[What to produce]:
Your answer must be a word-for-word copy of the data.

Dataset items:
● ● ●

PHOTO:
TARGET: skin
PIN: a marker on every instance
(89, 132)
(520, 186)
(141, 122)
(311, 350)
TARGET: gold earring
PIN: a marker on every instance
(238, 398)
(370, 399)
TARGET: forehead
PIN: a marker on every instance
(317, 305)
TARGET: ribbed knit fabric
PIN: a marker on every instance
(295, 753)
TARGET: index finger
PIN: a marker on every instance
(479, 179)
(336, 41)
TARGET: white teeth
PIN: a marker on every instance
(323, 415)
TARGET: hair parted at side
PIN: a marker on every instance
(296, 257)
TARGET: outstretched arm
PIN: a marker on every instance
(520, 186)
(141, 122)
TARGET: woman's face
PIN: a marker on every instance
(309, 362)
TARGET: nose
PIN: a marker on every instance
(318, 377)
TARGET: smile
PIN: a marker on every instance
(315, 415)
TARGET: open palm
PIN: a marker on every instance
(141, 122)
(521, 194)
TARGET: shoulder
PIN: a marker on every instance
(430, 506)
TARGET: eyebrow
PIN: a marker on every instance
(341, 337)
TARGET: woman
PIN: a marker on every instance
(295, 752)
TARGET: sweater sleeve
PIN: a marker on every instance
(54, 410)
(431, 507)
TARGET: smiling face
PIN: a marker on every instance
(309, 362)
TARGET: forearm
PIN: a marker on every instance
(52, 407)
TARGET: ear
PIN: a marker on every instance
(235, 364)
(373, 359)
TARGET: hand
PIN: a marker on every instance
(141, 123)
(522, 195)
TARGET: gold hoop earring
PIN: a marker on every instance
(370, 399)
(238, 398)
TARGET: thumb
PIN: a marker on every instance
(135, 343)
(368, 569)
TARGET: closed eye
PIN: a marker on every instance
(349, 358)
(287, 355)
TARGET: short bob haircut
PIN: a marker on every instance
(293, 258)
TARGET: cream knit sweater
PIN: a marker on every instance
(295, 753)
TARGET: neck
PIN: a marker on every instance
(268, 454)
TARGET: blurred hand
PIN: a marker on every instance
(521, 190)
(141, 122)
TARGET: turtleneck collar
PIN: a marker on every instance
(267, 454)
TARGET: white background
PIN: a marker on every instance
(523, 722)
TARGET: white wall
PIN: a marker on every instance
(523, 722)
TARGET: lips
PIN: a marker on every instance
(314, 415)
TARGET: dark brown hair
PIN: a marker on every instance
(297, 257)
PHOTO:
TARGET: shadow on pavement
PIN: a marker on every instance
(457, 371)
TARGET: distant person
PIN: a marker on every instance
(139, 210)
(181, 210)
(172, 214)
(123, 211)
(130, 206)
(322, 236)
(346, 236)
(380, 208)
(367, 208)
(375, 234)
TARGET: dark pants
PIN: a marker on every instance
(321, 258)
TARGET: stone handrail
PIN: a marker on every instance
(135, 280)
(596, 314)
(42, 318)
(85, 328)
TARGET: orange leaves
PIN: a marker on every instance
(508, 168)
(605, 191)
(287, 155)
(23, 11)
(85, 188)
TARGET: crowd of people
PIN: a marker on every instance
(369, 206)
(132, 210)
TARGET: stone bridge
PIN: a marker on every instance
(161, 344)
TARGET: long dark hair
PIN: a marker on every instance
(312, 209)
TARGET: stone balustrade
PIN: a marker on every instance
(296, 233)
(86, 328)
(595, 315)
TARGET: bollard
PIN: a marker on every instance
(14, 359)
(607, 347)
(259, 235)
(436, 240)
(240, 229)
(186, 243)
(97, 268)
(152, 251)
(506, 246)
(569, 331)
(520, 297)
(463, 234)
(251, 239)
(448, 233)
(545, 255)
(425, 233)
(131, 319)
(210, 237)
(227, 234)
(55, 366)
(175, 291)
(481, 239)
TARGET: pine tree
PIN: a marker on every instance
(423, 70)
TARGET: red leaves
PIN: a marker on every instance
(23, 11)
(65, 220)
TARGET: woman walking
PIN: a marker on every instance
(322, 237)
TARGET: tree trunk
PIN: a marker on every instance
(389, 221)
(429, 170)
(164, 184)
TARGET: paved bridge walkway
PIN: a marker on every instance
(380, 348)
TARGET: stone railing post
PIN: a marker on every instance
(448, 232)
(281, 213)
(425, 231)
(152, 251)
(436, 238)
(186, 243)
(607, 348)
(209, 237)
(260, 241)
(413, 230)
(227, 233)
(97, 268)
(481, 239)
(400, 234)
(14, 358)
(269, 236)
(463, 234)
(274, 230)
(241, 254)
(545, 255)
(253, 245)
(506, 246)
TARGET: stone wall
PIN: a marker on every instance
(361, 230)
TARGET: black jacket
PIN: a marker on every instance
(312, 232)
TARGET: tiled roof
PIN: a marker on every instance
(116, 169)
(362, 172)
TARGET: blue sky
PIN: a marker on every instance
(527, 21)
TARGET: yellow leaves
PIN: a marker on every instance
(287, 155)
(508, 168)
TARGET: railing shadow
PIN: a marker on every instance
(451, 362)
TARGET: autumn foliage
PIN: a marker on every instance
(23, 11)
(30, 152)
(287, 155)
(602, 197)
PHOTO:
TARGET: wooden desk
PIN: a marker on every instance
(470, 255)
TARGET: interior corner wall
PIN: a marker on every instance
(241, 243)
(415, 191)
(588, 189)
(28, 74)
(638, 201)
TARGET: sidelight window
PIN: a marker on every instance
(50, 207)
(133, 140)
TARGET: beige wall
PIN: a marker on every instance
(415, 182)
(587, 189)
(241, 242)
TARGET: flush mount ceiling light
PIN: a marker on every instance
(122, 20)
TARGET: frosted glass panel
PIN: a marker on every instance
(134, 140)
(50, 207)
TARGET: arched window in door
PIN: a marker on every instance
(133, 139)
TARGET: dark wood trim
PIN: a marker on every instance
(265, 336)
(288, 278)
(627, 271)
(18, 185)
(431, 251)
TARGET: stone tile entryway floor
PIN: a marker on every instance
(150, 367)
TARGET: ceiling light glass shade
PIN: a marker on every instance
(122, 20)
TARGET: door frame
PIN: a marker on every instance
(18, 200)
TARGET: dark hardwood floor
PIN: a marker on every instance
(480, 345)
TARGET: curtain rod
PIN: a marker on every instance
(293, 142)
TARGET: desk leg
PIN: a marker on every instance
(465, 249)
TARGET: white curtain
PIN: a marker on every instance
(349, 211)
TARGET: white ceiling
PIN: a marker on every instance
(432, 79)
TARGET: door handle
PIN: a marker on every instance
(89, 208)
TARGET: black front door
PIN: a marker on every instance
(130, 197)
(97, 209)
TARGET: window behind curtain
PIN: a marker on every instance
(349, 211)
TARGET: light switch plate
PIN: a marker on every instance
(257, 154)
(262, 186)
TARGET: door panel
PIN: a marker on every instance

● ● ●

[Response to this exercise]:
PHOTO:
TARGET: skin
PIN: a marker on every instance
(89, 132)
(520, 186)
(141, 122)
(311, 350)
TARGET: gold earring
PIN: a marker on every instance
(238, 398)
(370, 399)
TARGET: forehead
PIN: a marker on every instance
(317, 305)
TARGET: ribbed knit fabric
PIN: a marker on every instance
(295, 753)
TARGET: index finger
PIN: a marker on every instance
(479, 179)
(336, 41)
TARGET: white teeth
PIN: a marker on every instance
(323, 415)
TARGET: hair parted at side
PIN: a marker on every instance
(296, 257)
TARGET: outstretched arm
PIN: a marker on every instance
(520, 186)
(141, 122)
TARGET: woman's face
PIN: a marker on every instance
(309, 362)
TARGET: nose
PIN: a marker on every instance
(318, 377)
TARGET: smile
PIN: a marker on every instance
(315, 415)
TARGET: open palm
PIN: a marker on every instance
(141, 122)
(521, 194)
TARGET: shoulder
PIN: a marker on every instance
(430, 506)
TARGET: eyebrow
PIN: a marker on every instance
(341, 337)
TARGET: woman
PIN: a marker on every instance
(295, 752)
TARGET: sweater sleeve
PIN: a marker on every instance
(54, 410)
(431, 507)
TARGET: smiling face
PIN: a marker on every instance
(309, 362)
TARGET: forearm
PIN: a marker on every instance
(52, 407)
TARGET: ear
PIN: a marker on every instance
(235, 364)
(373, 359)
TARGET: hand
PIN: a marker on every instance
(141, 123)
(522, 195)
TARGET: gold hoop earring
PIN: a marker on every instance
(370, 399)
(238, 398)
TARGET: thumb
PIN: a marker on every instance
(135, 343)
(368, 569)
TARGET: closed eye
PIN: a marker on every instance
(349, 358)
(287, 355)
TARGET: short bob haircut
PIN: a marker on every instance
(293, 258)
TARGET: cream knit sweater
PIN: a marker on every instance
(295, 753)
TARGET: neck
PIN: a marker on every instance
(268, 454)
TARGET: blurred hand
PIN: a marker on every instance
(521, 190)
(141, 122)
TARGET: turtleneck collar
PIN: a marker on every instance
(267, 454)
TARGET: white background
PIN: a marker on every instance
(523, 722)
TARGET: white wall
PIN: a marker on every instance
(523, 722)
TARGET: lips
PIN: a marker on every instance
(314, 415)
TARGET: dark brown hair
PIN: a marker on every instance
(297, 257)
PHOTO:
TARGET: shadow on pavement
PIN: a marker on every instance
(457, 371)
TARGET: distant person
PIN: a marker on every instance
(139, 210)
(181, 210)
(172, 214)
(123, 211)
(130, 206)
(322, 236)
(346, 236)
(380, 208)
(367, 208)
(375, 234)
TARGET: dark pants
PIN: a marker on every instance
(321, 258)
TARGET: stone handrail
PIN: a marker on every instance
(135, 280)
(596, 314)
(42, 318)
(85, 328)
TARGET: orange leaves
PIN: a marker on every instance
(508, 168)
(605, 191)
(287, 155)
(23, 11)
(85, 188)
TARGET: crowd of people
PIN: a marker on every instance
(369, 206)
(132, 210)
TARGET: stone bridge
PIN: a marker on every instance
(161, 344)
TARGET: long dark hair
PIN: a marker on every instance
(312, 209)
TARGET: stone balustrade
PIN: a marker on every instance
(296, 233)
(86, 328)
(595, 315)
TARGET: bollard
PIN: a marker on every instance
(14, 359)
(607, 347)
(259, 235)
(436, 240)
(240, 229)
(186, 243)
(97, 268)
(152, 251)
(506, 246)
(569, 331)
(520, 297)
(463, 234)
(251, 239)
(448, 233)
(545, 255)
(425, 233)
(131, 319)
(210, 237)
(227, 234)
(55, 366)
(175, 291)
(481, 239)
TARGET: pine tree
PIN: a marker on every instance
(423, 70)
TARGET: red leaves
PIN: a marker on every instance
(23, 11)
(65, 220)
TARGET: woman walking
PIN: a marker on every instance
(322, 237)
TARGET: tree trunk
PIN: a marker on every instance
(389, 221)
(429, 170)
(164, 184)
TARGET: paved bridge walkway
PIN: a marker on every instance
(380, 348)
TARGET: stone railing post
PIN: a marker on every instance
(448, 232)
(281, 213)
(425, 231)
(152, 251)
(436, 238)
(186, 243)
(607, 348)
(209, 237)
(260, 241)
(413, 230)
(227, 233)
(97, 268)
(481, 239)
(400, 234)
(14, 358)
(269, 236)
(463, 234)
(274, 230)
(241, 254)
(545, 255)
(253, 245)
(506, 246)
TARGET: stone wall
PIN: a marker on every instance
(361, 230)
TARGET: black jacket
PIN: a marker on every instance
(312, 232)
TARGET: tiled roof
PIN: a marker on every instance
(116, 169)
(362, 172)
TARGET: blue sky
PIN: a marker on every instance
(527, 21)
TARGET: yellow leaves
PIN: a marker on every instance
(287, 155)
(508, 168)
TARGET: railing shadow
PIN: a marker on every instance
(451, 362)
TARGET: autumn foliage
PIN: a marker on every instance
(23, 11)
(30, 152)
(287, 155)
(602, 197)
PHOTO:
TARGET: wooden desk
PIN: a marker on every instance
(470, 255)
TARGET: interior corner wall
PIN: a marker on every instance
(241, 243)
(415, 191)
(588, 189)
(28, 74)
(638, 201)
TARGET: sidelight window
PIN: a marker on every instance
(50, 207)
(133, 140)
TARGET: beige wall
PIN: a marker on every instance
(415, 182)
(587, 189)
(241, 242)
TARGET: flush mount ceiling light
PIN: a marker on every instance
(122, 20)
TARGET: frosted glass panel
PIN: a marker on every instance
(134, 140)
(50, 207)
TARGET: arched window in door
PIN: a marker on every instance
(133, 139)
TARGET: dark wood trim
PIN: a marker on every instance
(265, 336)
(288, 278)
(627, 271)
(18, 185)
(431, 251)
TARGET: stone tile entryway floor
PIN: a marker on every instance
(150, 367)
TARGET: ceiling light glass shade
PIN: a marker on every instance
(122, 20)
TARGET: door frame
PIN: a marker on every instance
(18, 200)
TARGET: dark hardwood floor
PIN: a marker on every instance
(480, 345)
TARGET: curtain rod
PIN: a marker on every instance
(293, 142)
TARGET: desk leg
PIN: a marker on every instance
(465, 249)
TARGET: white curtain
PIN: a marker on every instance
(349, 211)
TARGET: white ceiling
PIN: a marker on every instance
(432, 79)
TARGET: door handle
PIN: a marker on every instance
(89, 208)
TARGET: black front door
PIN: a marker on every instance
(130, 197)
(97, 209)
TARGET: window behind curtain
PIN: a marker on every instance
(349, 211)
TARGET: light switch plate
PIN: a marker on every instance
(257, 154)
(262, 186)
TARGET: door panel
PIN: a marker on every instance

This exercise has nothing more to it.